§ **任务**
根据下面的阅读材料回答：
1. 在刹车声响起的那件事发生在下午几点？
2. 写下那件事的当天，离新年还有几天？
3. 在2006年1月21日的那篇里，毕业快要多久了？

Friendship

Friendship
Friendship that never failed

Monday, January 23, 2006

啊弥陀佛!

被上鄂牙龈的一块肿痛缠绕了近一个月,今天本打算去看牙医,却发生了一件我毕生都无法忘怀的事。。。一件已在我潜意识里着根的事。 他像一记重锤铛地一声桥上了我的脑门,沉闷的,连续的在握耳际嗡嗡作响。。。铛铛铛。。。
下午2.00pm, 因为错过了天桥的分岔口,有点慌乱地从一尺多的栏杆隙缝间由左吃向右,根本没去留意后方的车辆,在那电光火石间,一记刺耳地令人心颤的刹车声从后方传来,我的直觉告诉我,我闯祸了,更重要的是菩萨救了我!在那生命一线牵的瞬间!我很感激后面的uncle, 如果他来不及刹车,我想也就不会有这篇Blog了, 啊弥陀佛!我想大声地说啊弥陀佛!(-_-) 。。。
我的心告诉我,这是很严重的错误,以后再也不能再重蹈覆辙, 再也不能。
离新年还有5天的今天,在向2005告别,即将迈入2006的今天,我得到了人生的一个教训,人,千万不可犯规,只因你的一举一动,牵连到的不只是你自己,还有你周遭的人,事,物。。。 人生没有take 2, 后悔是最无用的东西,只因有时往往已经太迟了,已没有亡羊补牢抑或悬崖勒马的余地。 每一秒里,我能做的就是好好去爱惜自己的生命, 以及周围的朋友,我的家人,还有好多好多也许跟你只有一面之缘的人, 抑或从未谋面的人。我要更爱惜自己的生命,啊弥陀佛,感激感谢菩萨保佑!今天,说真的,我很感动,只因人间有情是多么美好的一件事,一件造物主的得意之作,上天赐给世间的天籁。。。最后,我要跟佛陀忏悔,对于我今天所说的谎言,祈求佛陀宽恕我, 以及我的朋友,祈求佛陀宽恕我们,啊弥陀佛 。。。

Saturday, January 21, 2006

唠唠叨叨






发牢骚 。。。





年关的脚步催魂般地逼近了,毕业也快要一年了,一年的分分秒秒里,发生了好多事情。。 每一天,都有无数的日记本上印下了点滴的故事,你我他的故事,或许相似亦未然,快乐的悲伤的,充满希望的,愤慨绝望的,编制梦想的, 怅荒末路的,笑着的,哭泣着的,太多太多了,从潘朵拉的箱子被打开以后。。。
从前,总认为有着多愁善感的心才算赶上了成长的列车。 于是,开始迷恋上琼瑶似的悲伤恋歌,总是一把鼻涕一把泪地沉浸其中。如今回想,不禁让人芫尔一笑。少年不似愁滋味爱上层楼,为赋新诗强说愁,如今试尽愁滋味,却道天凉好个秋~ 真是最佳写照。悲矣悲矣。:p
最近老是听到一句话,也许一句俗语会比较恰当, “人类因梦想而伟大”, 想想,如果空有梦想,那所谓的伟大该是自得其乐的吧 (-'_<) 然,我还蛮自得其乐的。。 haha 。。唉,反正发发白日梦不必缴税 :P 有白日梦,人生才有希望嘛!有时候,被工作压迫地连发白日梦都是种奢侈,为了面包,只好牺牲我伟大的白日梦。 写到这里,觉得自己的情绪有点无厘头的,算了,偶尔无厘头又何妨?生活如果缺了周星驰似的幽默, 那岂不是变成重熬了上十遍的药渣, 泛淡无味。 偶尔,就往生活添点糖醋味精的才有味嘛 :)

§ **数据**
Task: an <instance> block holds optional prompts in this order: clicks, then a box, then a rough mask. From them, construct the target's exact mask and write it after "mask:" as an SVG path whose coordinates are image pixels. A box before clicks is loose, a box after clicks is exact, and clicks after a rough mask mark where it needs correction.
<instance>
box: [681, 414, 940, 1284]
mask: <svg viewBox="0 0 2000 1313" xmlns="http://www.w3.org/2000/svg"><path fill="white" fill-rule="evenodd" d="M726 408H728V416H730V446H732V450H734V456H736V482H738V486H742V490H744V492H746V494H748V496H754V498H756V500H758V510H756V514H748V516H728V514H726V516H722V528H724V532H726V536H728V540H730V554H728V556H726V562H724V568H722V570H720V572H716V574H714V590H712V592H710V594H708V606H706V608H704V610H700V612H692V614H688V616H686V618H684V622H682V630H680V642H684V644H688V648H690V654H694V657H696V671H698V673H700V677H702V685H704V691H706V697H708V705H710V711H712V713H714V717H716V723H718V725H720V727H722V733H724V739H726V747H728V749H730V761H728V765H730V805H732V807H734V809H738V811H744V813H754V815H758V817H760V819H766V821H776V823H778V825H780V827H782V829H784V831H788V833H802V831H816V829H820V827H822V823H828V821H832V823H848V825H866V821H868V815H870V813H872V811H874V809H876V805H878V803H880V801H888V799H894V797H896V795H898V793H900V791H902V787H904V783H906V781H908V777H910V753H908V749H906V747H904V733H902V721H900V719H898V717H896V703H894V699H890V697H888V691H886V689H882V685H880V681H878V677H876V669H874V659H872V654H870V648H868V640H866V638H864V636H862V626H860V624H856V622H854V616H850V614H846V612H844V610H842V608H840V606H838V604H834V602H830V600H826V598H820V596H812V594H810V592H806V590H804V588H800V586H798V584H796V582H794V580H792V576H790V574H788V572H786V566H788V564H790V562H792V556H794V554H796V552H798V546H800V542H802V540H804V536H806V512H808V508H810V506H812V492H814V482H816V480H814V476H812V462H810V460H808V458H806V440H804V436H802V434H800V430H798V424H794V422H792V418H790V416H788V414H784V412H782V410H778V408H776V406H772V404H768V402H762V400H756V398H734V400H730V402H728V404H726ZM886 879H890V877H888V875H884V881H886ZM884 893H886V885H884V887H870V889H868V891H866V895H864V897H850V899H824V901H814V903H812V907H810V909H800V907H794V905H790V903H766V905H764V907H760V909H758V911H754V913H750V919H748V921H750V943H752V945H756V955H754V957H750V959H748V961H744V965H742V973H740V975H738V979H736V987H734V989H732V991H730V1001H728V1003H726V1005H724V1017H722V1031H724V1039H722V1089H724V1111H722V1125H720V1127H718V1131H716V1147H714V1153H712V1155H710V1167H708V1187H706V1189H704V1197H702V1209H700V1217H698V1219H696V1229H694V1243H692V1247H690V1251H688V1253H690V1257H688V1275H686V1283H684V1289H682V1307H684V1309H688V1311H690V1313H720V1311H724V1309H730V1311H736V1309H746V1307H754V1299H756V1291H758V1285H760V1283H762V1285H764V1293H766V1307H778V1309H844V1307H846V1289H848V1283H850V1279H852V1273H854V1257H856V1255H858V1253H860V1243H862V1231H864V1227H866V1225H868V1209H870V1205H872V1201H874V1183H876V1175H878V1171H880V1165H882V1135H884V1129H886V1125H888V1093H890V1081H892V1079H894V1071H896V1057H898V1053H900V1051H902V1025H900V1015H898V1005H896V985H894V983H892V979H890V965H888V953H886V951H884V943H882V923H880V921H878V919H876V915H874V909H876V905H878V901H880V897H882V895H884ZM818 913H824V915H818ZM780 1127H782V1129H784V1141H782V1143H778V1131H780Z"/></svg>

§ **参考答案**
1. 下午两点（2.00pm）。
2. 还有5天。
3. 快要一年了。